Zeilen mit beschrifteten Punkten
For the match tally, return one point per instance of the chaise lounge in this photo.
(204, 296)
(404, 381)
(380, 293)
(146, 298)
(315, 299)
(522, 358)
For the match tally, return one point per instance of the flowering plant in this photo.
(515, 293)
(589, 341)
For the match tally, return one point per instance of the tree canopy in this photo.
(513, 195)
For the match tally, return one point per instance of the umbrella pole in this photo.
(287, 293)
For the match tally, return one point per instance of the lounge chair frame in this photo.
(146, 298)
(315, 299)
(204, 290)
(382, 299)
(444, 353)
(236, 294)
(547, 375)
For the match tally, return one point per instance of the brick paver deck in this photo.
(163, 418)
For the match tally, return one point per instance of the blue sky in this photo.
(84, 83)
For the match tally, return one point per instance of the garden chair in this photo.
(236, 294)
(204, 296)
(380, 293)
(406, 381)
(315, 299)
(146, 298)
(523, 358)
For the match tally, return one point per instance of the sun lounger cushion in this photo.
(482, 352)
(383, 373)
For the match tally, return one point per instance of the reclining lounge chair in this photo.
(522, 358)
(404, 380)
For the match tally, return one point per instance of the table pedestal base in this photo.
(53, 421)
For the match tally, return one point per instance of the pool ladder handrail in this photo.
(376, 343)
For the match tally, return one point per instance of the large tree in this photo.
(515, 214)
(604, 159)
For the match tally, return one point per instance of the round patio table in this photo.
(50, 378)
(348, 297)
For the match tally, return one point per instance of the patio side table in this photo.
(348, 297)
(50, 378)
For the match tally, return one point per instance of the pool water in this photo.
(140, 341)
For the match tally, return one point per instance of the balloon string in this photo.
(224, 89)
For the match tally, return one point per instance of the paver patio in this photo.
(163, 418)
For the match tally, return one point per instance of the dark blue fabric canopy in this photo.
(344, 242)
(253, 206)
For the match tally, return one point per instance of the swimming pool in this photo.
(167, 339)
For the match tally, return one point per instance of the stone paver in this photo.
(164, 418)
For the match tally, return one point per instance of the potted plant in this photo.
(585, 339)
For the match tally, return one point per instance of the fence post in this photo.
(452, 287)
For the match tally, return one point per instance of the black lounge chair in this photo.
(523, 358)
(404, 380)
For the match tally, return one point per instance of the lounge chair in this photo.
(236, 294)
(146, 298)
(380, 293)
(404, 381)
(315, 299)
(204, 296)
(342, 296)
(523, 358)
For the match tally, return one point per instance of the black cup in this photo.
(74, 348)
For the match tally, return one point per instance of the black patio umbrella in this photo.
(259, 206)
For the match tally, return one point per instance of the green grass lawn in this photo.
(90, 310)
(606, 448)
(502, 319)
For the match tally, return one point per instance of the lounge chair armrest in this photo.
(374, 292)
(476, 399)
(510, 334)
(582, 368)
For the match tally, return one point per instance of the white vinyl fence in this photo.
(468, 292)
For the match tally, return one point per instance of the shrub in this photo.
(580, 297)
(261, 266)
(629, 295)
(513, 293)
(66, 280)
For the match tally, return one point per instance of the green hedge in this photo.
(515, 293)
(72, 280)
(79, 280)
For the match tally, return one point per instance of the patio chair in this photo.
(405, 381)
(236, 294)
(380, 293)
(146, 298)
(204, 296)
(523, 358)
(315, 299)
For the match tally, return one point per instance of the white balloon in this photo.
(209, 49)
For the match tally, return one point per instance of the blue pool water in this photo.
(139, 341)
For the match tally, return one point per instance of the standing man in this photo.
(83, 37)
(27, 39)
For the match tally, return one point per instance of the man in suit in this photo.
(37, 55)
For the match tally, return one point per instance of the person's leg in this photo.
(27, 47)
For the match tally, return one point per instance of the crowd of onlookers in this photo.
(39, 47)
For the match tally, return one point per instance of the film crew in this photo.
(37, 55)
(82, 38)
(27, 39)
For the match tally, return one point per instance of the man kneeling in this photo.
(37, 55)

◆ **Ziel der Übung**
Wandle alle obigen Zeilen in eine Markdown-Tabelle mit den Spalten „Nr.“ und „Zeile“ um. Leerzeilen lässt du weg.

◆ **Lösung**
| Nr. | Zeile |
|---|---|
| 1 | For the match tally, return one point per instance of the chaise lounge in this photo. |
| 2 | (204, 296) |
| 3 | (404, 381) |
| 4 | (380, 293) |
| 5 | (146, 298) |
| 6 | (315, 299) |
| 7 | (522, 358) |
| 8 | For the match tally, return one point per instance of the flowering plant in this photo. |
| 9 | (515, 293) |
| 10 | (589, 341) |
| 11 | For the match tally, return one point per instance of the tree canopy in this photo. |
| 12 | (513, 195) |
| 13 | For the match tally, return one point per instance of the umbrella pole in this photo. |
| 14 | (287, 293) |
| 15 | For the match tally, return one point per instance of the lounge chair frame in this photo. |
| 16 | (146, 298) |
| 17 | (315, 299) |
| 18 | (204, 290) |
| 19 | (382, 299) |
| 20 | (444, 353) |
| 21 | (236, 294) |
| 22 | (547, 375) |
| 23 | For the match tally, return one point per instance of the brick paver deck in this photo. |
| 24 | (163, 418) |
| 25 | For the match tally, return one point per instance of the blue sky in this photo. |
| 26 | (84, 83) |
| 27 | For the match tally, return one point per instance of the garden chair in this photo. |
| 28 | (236, 294) |
| 29 | (204, 296) |
| 30 | (380, 293) |
| 31 | (406, 381) |
| 32 | (315, 299) |
| 33 | (146, 298) |
| 34 | (523, 358) |
| 35 | For the match tally, return one point per instance of the sun lounger cushion in this photo. |
| 36 | (482, 352) |
| 37 | (383, 373) |
| 38 | For the match tally, return one point per instance of the reclining lounge chair in this photo. |
| 39 | (522, 358) |
| 40 | (404, 380) |
| 41 | For the match tally, return one point per instance of the table pedestal base in this photo. |
| 42 | (53, 421) |
| 43 | For the match tally, return one point per instance of the pool ladder handrail in this photo. |
| 44 | (376, 343) |
| 45 | For the match tally, return one point per instance of the large tree in this photo. |
| 46 | (515, 214) |
| 47 | (604, 159) |
| 48 | For the match tally, return one point per instance of the round patio table in this photo. |
| 49 | (50, 378) |
| 50 | (348, 297) |
| 51 | For the match tally, return one point per instance of the patio side table in this photo. |
| 52 | (348, 297) |
| 53 | (50, 378) |
| 54 | For the match tally, return one point per instance of the pool water in this photo. |
| 55 | (140, 341) |
| 56 | For the match tally, return one point per instance of the balloon string in this photo. |
| 57 | (224, 89) |
| 58 | For the match tally, return one point per instance of the paver patio in this photo. |
| 59 | (163, 418) |
| 60 | For the match tally, return one point per instance of the dark blue fabric canopy in this photo. |
| 61 | (344, 242) |
| 62 | (253, 206) |
| 63 | For the match tally, return one point per instance of the swimming pool in this photo. |
| 64 | (167, 339) |
| 65 | For the match tally, return one point per instance of the stone paver in this photo. |
| 66 | (164, 418) |
| 67 | For the match tally, return one point per instance of the potted plant in this photo. |
| 68 | (585, 339) |
| 69 | For the match tally, return one point per instance of the fence post in this photo. |
| 70 | (452, 287) |
| 71 | For the match tally, return one point per instance of the black lounge chair in this photo. |
| 72 | (523, 358) |
| 73 | (404, 380) |
| 74 | For the match tally, return one point per instance of the lounge chair in this photo. |
| 75 | (236, 294) |
| 76 | (146, 298) |
| 77 | (380, 293) |
| 78 | (404, 381) |
| 79 | (315, 299) |
| 80 | (204, 296) |
| 81 | (342, 296) |
| 82 | (523, 358) |
| 83 | For the match tally, return one point per instance of the black cup in this photo. |
| 84 | (74, 348) |
| 85 | For the match tally, return one point per instance of the black patio umbrella in this photo. |
| 86 | (259, 206) |
| 87 | For the match tally, return one point per instance of the green grass lawn in this photo. |
| 88 | (90, 310) |
| 89 | (606, 448) |
| 90 | (502, 319) |
| 91 | For the match tally, return one point per instance of the lounge chair armrest in this photo. |
| 92 | (374, 292) |
| 93 | (476, 399) |
| 94 | (510, 334) |
| 95 | (582, 368) |
| 96 | For the match tally, return one point per instance of the white vinyl fence in this photo. |
| 97 | (468, 292) |
| 98 | For the match tally, return one point per instance of the shrub in this photo. |
| 99 | (580, 297) |
| 100 | (261, 266) |
| 101 | (629, 295) |
| 102 | (513, 293) |
| 103 | (66, 280) |
| 104 | For the match tally, return one point per instance of the green hedge in this photo. |
| 105 | (515, 293) |
| 106 | (72, 280) |
| 107 | (79, 280) |
| 108 | For the match tally, return one point per instance of the patio chair in this photo. |
| 109 | (405, 381) |
| 110 | (236, 294) |
| 111 | (380, 293) |
| 112 | (146, 298) |
| 113 | (204, 296) |
| 114 | (523, 358) |
| 115 | (315, 299) |
| 116 | For the match tally, return one point per instance of the white balloon in this photo. |
| 117 | (209, 49) |
| 118 | For the match tally, return one point per instance of the blue pool water in this photo. |
| 119 | (139, 341) |
| 120 | For the match tally, return one point per instance of the standing man in this photo. |
| 121 | (83, 37) |
| 122 | (27, 39) |
| 123 | For the match tally, return one point per instance of the man in suit in this photo. |
| 124 | (37, 55) |
| 125 | For the match tally, return one point per instance of the person's leg in this photo. |
| 126 | (27, 47) |
| 127 | For the match tally, return one point per instance of the crowd of onlookers in this photo. |
| 128 | (39, 47) |
| 129 | For the match tally, return one point per instance of the film crew in this photo. |
| 130 | (37, 55) |
| 131 | (82, 38) |
| 132 | (27, 39) |
| 133 | For the match tally, return one point per instance of the man kneeling in this photo. |
| 134 | (37, 55) |